Directions for this task: Rewrite each of the entries below with "Query" swapped for "Label" wherever it appears. Keep everything else the same.

Record extracts:
★ ★ ★ ★ ★

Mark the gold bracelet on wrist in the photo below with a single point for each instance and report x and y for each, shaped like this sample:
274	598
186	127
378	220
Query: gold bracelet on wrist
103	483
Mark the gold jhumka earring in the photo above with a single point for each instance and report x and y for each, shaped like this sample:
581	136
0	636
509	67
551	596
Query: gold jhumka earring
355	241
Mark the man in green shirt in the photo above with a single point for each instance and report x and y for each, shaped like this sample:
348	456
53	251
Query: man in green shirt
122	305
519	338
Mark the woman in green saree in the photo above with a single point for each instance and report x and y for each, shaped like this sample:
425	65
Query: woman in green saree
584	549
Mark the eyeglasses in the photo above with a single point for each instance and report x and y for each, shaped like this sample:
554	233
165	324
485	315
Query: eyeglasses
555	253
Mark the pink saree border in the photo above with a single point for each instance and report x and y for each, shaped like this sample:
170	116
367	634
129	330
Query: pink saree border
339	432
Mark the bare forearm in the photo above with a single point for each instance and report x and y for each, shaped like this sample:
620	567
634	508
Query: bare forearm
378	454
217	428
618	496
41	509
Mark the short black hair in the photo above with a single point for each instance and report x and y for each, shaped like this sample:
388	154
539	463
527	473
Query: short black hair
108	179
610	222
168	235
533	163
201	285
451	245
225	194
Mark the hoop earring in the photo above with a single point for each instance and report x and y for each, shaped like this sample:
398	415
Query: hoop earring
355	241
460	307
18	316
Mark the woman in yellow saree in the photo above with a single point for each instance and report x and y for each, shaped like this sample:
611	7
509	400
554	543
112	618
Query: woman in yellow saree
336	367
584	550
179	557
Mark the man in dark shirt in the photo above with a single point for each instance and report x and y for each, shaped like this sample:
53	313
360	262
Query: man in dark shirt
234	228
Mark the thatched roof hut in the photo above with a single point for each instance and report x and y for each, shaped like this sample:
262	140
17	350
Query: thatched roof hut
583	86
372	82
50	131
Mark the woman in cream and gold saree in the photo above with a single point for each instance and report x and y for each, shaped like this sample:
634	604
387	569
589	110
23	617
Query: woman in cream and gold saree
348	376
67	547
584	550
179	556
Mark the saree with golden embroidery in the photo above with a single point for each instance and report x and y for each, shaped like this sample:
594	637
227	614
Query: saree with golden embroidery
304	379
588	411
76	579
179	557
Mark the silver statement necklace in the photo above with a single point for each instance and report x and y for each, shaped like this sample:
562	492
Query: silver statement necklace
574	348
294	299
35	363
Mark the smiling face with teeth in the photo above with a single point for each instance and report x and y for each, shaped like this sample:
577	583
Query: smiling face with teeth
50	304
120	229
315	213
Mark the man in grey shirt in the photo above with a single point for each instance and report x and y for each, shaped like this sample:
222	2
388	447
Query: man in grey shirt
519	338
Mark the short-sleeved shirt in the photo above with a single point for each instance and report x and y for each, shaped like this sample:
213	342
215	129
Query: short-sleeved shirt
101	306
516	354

★ ★ ★ ★ ★

Solution:
Mark the gold bracelet on wrist in the photo below with a single point for each instance and report x and y for each, shaped like this sample:
274	598
186	127
378	220
Label: gold bracelet on wrist
103	483
Mark the gold jhumka earring in the photo above with a single point for each instance and report x and y for each, shaped like this sample:
581	136
0	636
509	67
551	596
Label: gold jhumka earring
355	241
Mark the man in green shirt in the photo above with a single point for each instance and report x and y for each, shaped like this sample:
348	456
53	251
Label: man in green shirt
122	305
519	338
Mark the woman in green saree in the photo above with a single point for each instance and report x and y for each, shaped like this sample:
425	65
Label: woman in green saree
584	549
Mark the eyeglasses in the photo above with a single point for each instance and report x and y for each, shaped like this sample:
554	233
165	324
485	315
Label: eyeglasses
555	253
Mark the pink saree border in the photo above with a single point for each instance and report x and y for each, shaped like this sample:
170	116
367	634
129	330
Label: pink saree border
339	432
Mark the bare forearm in the photo above with a single point for each instance and report x and y for each, shaped like this sample:
620	567
634	508
Label: bare forearm
378	454
217	428
618	496
41	509
Mark the short black hair in the photo above with a single point for each instance and report x and y for each, shaped like this sample:
388	154
539	463
527	473
Label: short black hair
108	179
610	222
168	235
533	163
201	285
451	245
225	194
Mark the hoop earring in the photo above with a single point for each instance and report x and y for each, shaped like this sample:
398	415
Label: hoop earring
355	241
460	307
18	316
Mark the woman in yellow saree in the photo above with a single point for each instance and report x and y for each, shaped like this sample:
611	7
509	400
554	543
112	618
Label: woman in yellow saree
336	367
584	550
179	557
Mark the man in dark shirt in the photo above with a single point for each instance and report x and y for each, shaped like this sample:
53	313
360	262
Label: man in dark shirt
234	228
Mark the thatched roof hut in the photo above with a single point for each instance and report x and y for each, shaped like this sample:
262	140
17	350
Label: thatched roof hut
583	86
372	82
50	131
Mark the woman in cream and gold saree in the photo above with a single point for each instance and report x and y for each, shaped like this sample:
634	604
387	569
589	110
23	617
Label: woman in cream and gold saree
348	376
67	547
584	550
179	556
Mark the saree with golden embroidery in the photo above with a single point for each instance and report x and y for each, shaped like this sample:
594	637
227	614
Label: saree with golden embroidery
304	379
588	411
76	579
179	557
Mark the silver statement necklace in the photo above with a single point for each instance and report x and y for each, shaped like this sample:
562	492
Label: silver statement necklace
574	348
294	299
35	363
Mark the smiling face with teeth in the photo above with a single point for each instance and report x and y for each, shaped like this sample:
577	583
Label: smiling face with teeth
50	304
120	229
315	213
Mark the man in grey shirt in the photo above with a single point for each instance and report x and y for each, shaped like this sample:
222	2
388	447
Label: man in grey shirt
519	338
Mark the short-sleeved shirt in the photo above with a single point for each instance and report x and y for each, shaped like this sample:
213	342
215	129
Label: short-sleeved shirt
101	306
516	354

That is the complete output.